___ Text section

By Jim Hepple, President & CEO, Aruba Hotel and Tourism Association,
I am sure many of you have been following the recent exchanges on TV, radio, in the newspapers, online news sites and social media and wondering why is AHATA so opposed to the proposal to use legislation to change the ways hotels are licensed.
Please let me take a few moments of your time to explain our position.
The discussion essentially began in 2014.
The debate began with the sale of the Westin Hotel to Riu in 2014 and intensified with the sale of the Radisson Hotel in 2015. As a result of these two transactions the Minister of Tourism said that he was concerned that Aruba was getting too many all-inclusive resorts and proposed to change the hotel licensing law to regulate this.
The supporting documentation justifying the change in the law states that the Government is of the view that a proper balance of tourist accommodation is needed in Aruba and is therefore using legislation to place a cap on the further expansion of all-inclusive accommodation in Aruba as it believes this is in the best interests of Aruba.
These are the key points of our opposition.
Once AHATA learned the details of what was being proposed it expressed its concerns to the Government and listed the following reasons for its opposition to the legislation
Ø There is no clear and present threat to the Palm Beach area becoming completely all-inclusive.
Ø It’s a matter of principle as the law would create an unfair and unequal operating environment.
Ø If the law passes it will have an enormous negative impact in the international financial community as to how businesses are financed in Aruba.
Ø If the law passes there will be significant negative knock-on effects.
Ø If the law passes it will give far too much power to the Minister responsible for Tourism Affairs in allowing arbitrary decisions to be made about the day to day operations of a hotel and to whom a hotel can be sold.
Ø There are opportunities for upscale all-inclusive resorts.
Ø There is a lack of impartial, objective and relevant supporting information.
Ø That basically AHATA is in favour of some form of management of the accommodation sector but that this particular piece of legislation is not the way to achieve this.
Ø That further study would allow the evaluation of alternatives to legislation.
Given the above AHATA asked for a cooling off period to allow a further study of not only the all-inclusive issue but the impact of the dramatic increase in demand for non-traditional tourist accommodation (apartments/private homes/condominiums) which it thinks, in many ways, is a more serious issue in terms of its impact on our economy than the expansion of all–inclusive product.

______
___ Extracted material

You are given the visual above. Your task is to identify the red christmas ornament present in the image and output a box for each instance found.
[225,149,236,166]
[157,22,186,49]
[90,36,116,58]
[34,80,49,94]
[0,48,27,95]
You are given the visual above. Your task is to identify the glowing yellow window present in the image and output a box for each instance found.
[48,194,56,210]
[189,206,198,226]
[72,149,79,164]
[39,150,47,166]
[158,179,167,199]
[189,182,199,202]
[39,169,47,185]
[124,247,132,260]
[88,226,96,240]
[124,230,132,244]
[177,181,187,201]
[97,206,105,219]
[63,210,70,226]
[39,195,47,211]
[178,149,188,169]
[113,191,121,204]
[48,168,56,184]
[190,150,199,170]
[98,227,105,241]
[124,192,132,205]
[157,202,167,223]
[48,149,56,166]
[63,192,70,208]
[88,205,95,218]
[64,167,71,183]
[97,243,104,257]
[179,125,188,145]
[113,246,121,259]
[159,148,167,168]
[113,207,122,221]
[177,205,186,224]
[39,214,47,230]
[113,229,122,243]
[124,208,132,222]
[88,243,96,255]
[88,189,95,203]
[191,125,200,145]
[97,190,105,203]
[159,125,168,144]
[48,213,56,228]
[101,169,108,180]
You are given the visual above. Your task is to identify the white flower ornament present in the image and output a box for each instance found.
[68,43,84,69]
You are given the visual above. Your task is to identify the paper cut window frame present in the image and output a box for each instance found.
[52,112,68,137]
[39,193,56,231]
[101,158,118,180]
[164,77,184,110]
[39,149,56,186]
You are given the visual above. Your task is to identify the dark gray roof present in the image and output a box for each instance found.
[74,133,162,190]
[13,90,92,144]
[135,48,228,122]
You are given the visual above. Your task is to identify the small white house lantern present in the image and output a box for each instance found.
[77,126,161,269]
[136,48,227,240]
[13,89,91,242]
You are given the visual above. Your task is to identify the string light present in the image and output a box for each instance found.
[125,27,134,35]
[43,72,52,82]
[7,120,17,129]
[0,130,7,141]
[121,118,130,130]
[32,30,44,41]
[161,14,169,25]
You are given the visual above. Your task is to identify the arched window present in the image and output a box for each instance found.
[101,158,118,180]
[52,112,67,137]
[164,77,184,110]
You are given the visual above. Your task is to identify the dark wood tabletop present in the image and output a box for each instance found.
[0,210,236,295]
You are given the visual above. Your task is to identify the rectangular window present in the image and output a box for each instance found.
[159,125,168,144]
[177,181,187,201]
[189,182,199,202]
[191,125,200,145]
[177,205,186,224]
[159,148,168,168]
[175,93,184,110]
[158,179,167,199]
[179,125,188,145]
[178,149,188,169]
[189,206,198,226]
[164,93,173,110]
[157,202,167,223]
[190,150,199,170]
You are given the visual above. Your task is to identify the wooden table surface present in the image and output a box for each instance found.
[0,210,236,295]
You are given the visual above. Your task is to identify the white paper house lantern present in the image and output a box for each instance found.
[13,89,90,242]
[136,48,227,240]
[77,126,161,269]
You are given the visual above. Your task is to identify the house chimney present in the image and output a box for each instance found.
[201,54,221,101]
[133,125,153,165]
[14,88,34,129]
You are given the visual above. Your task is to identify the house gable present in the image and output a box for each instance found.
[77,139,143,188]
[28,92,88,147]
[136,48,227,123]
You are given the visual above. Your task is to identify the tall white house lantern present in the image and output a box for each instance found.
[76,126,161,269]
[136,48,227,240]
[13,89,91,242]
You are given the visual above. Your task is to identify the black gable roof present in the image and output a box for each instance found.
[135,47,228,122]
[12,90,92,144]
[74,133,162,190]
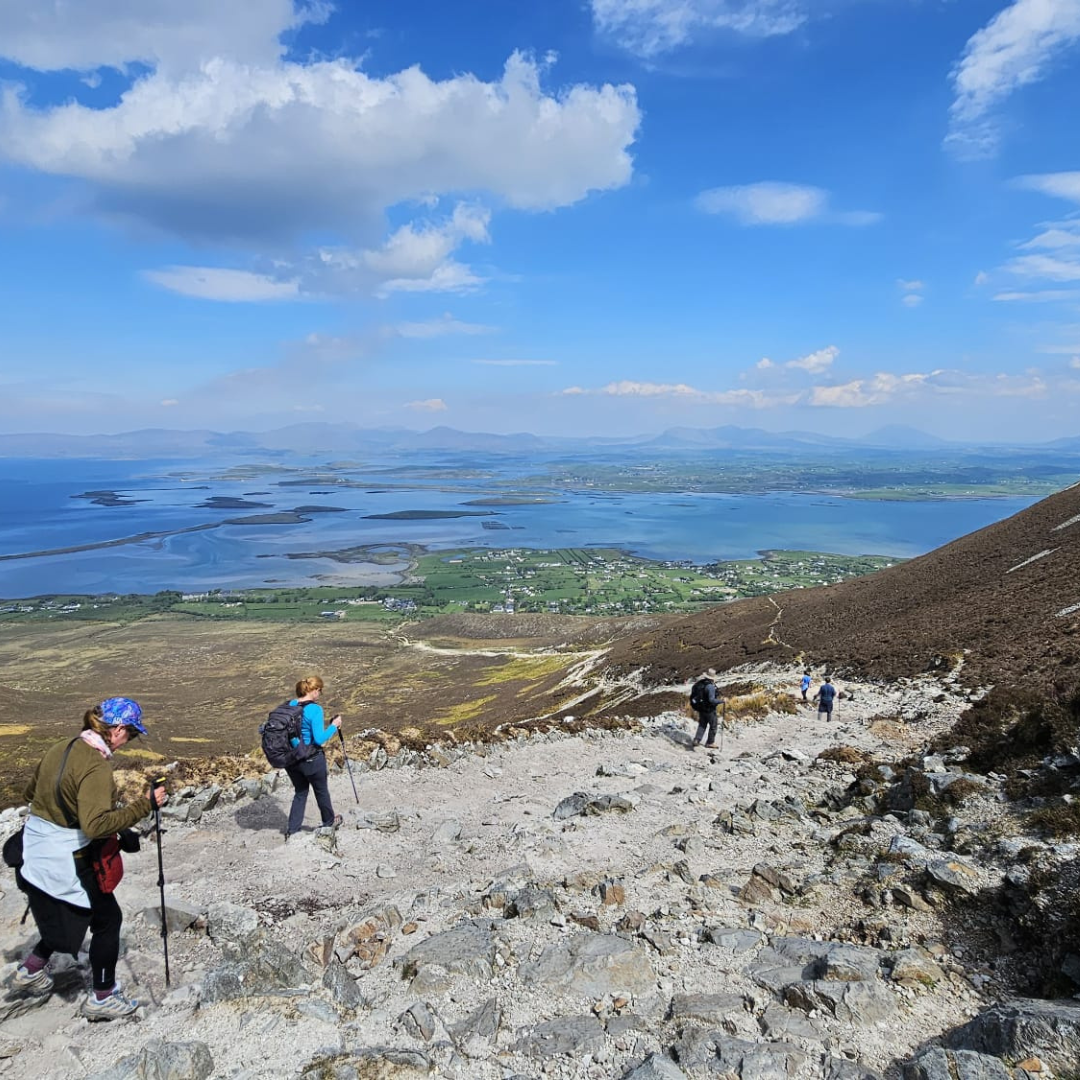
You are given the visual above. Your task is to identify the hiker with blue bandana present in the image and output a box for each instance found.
[12,698,168,1021]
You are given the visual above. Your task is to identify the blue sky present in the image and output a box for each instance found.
[0,0,1080,441]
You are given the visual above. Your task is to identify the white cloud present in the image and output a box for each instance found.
[945,0,1080,157]
[1016,170,1080,203]
[561,379,797,408]
[143,267,300,303]
[591,0,806,57]
[696,180,828,225]
[1020,221,1080,251]
[994,288,1080,303]
[694,180,881,227]
[0,0,330,71]
[807,372,929,408]
[784,345,840,375]
[1004,255,1080,281]
[0,34,640,298]
[394,312,495,338]
[0,52,639,243]
[473,360,558,367]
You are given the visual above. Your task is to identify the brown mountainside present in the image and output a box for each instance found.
[609,484,1080,688]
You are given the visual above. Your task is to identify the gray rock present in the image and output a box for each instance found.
[356,810,402,833]
[450,998,502,1041]
[904,1049,1012,1080]
[300,1049,435,1080]
[701,927,761,956]
[667,994,745,1025]
[394,922,496,981]
[397,1001,438,1042]
[761,1002,824,1039]
[143,900,206,934]
[515,1016,604,1057]
[323,960,364,1009]
[927,859,978,896]
[622,1054,686,1080]
[0,990,50,1022]
[552,792,638,821]
[672,1028,807,1080]
[206,901,260,949]
[201,936,308,1004]
[90,1039,214,1080]
[518,933,656,997]
[821,1057,881,1080]
[503,889,558,919]
[431,821,461,847]
[784,980,896,1024]
[890,948,945,987]
[946,998,1080,1074]
[816,945,881,982]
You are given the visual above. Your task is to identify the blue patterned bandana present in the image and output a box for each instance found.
[97,698,146,735]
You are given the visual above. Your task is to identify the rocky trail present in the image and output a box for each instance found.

______

- _Directive_: Resume the piece on Aruba's proposed hotel licensing law, starting after its final sentence. The data above has no connection to the piece on Aruba's proposed hotel licensing law.

- _Response below_:
ATIA, The Chamber of Commerce, the Central Bank, the Minister of Finance, the FTA, and the Caribbean Hotel and Tourism Association all support our position.
A more detailed explanation is given below.
I know it’s a long read but I hope you find it worthwhile.
The issue.
The debate really begins with events which occurred in 2006. In that year the 481 room Wyndham Aruba property was purchased by the Belfonti Group out of the USA who engaged Starwood to manage the hotel as a Westin hotel. It was 2006, the height of the financial madness that gripped the USA, and so Belfonti overpaid by some considerable amount of money using borrowed money from Wachovia Bank. The deal went south very quickly and Wachovia was forced to take back the hotel.
In 2008 the Wells Fargo Bank purchased the Wachovia Bank and found that one of the assets they had purchased was a hotel in Aruba. It became very obvious, very quickly that Wells Fargo did not want to own a hotel in Aruba but it took them some years to sort out a myriad of legal issues before they were able to sell the hotel unencumbered by legal problems.
The Westin hotel was put up for sale by Wells Fargo in late 2013 and was purchased by the Riu Corporation, who owned the Riu Palace immediately next door. Riu closed the hotel at the end of February 2014 and spent six months renovating it. It re-opened in October 2014 as the Riu Palace Antillas. It is now a very successful all-inclusive resort, certainly by comparison with the less successful Westin property.
So by early 2014 Aruba had gone from three all-inclusive hotels, (the Divi, The Riu Palace and the Occidental – total 1,298 rooms) to four (with the addition of the Riu Palace Antillas) and thus from 24% of the existing hotel room inventory to 34%.
At that time, early 2014, the Minister of Tourism began to respond to some concerns expressed in the local community at this trend, particularly from local restaurants, by saying he thought that Aruba was getting too many all-inclusive hotels.
Then, in August 2014, the Carlson Group, which owned the 354 room Radisson Aruba, put that hotel up for sale. They initially had hoped an investment group would buy the hotel and let Carlson keep the management contract but there was a lot of interest in the property because it sits on 15 acres of prime beachfront land. Carlson decided to sell to a local Aruban investment group, the Aruba Growth Fund, who said they wanted to keep the hotel operating on an EP basis. It was expected the deal was to close before the end of 2014.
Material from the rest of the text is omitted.